◆ **Problem statement**
Find every line in the records below that contains the word "study" and copy each one out. Matching is case-sensitive.

◆ **Records supplied**

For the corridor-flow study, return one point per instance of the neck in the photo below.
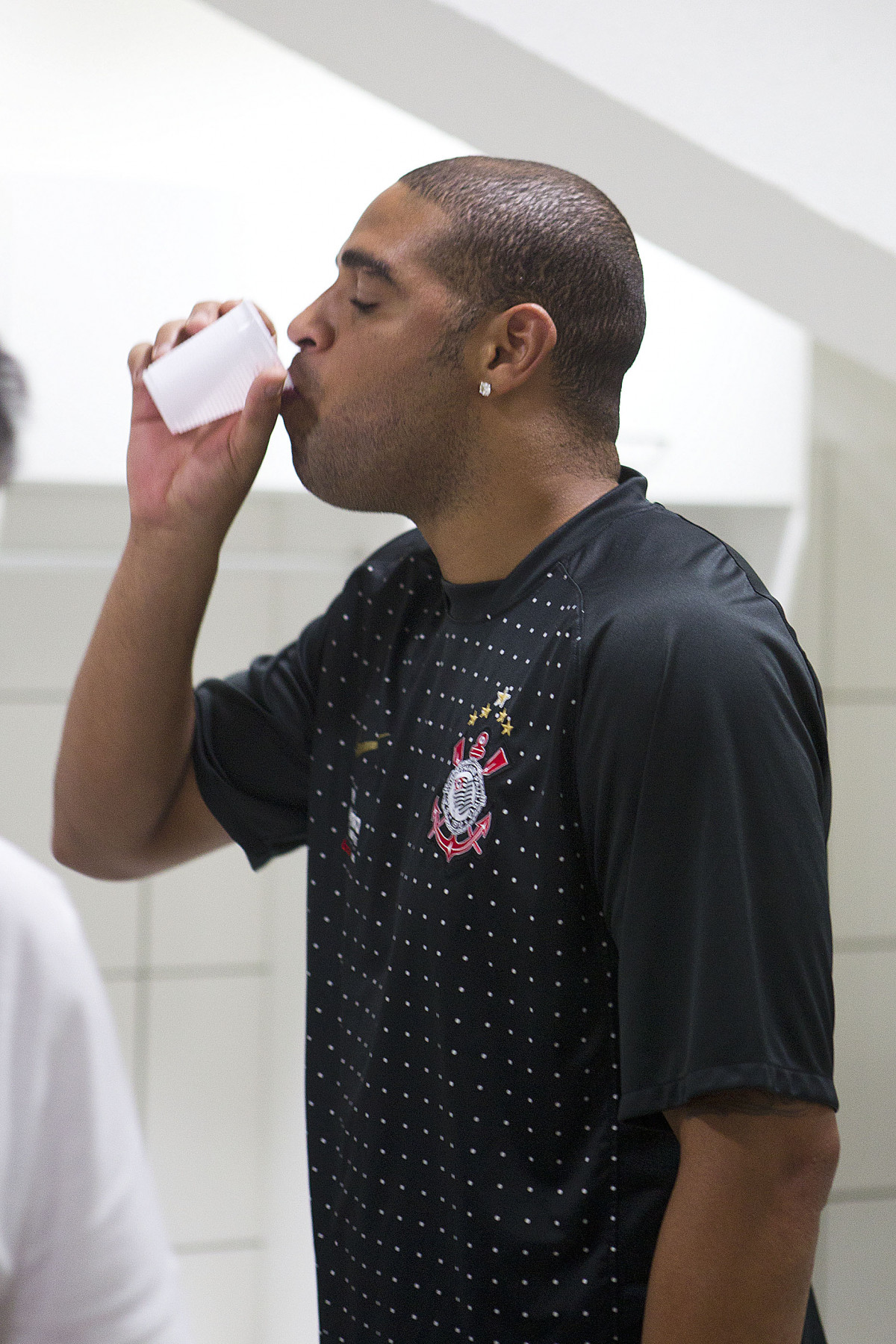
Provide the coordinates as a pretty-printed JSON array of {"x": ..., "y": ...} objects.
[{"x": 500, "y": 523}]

* * *

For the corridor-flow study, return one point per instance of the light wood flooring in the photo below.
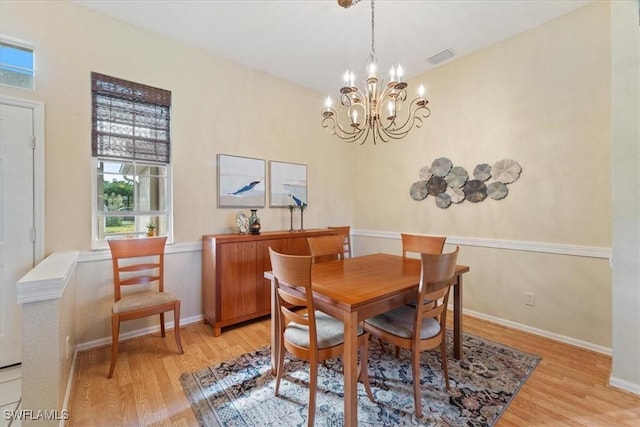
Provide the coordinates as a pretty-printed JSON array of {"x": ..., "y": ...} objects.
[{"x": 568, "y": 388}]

◆ **Worked answer**
For the corridor-flow study, return one point per instance of the neck in the photo below.
For the corridor-flow study, return one point per instance of the light wood flooring in the photo below.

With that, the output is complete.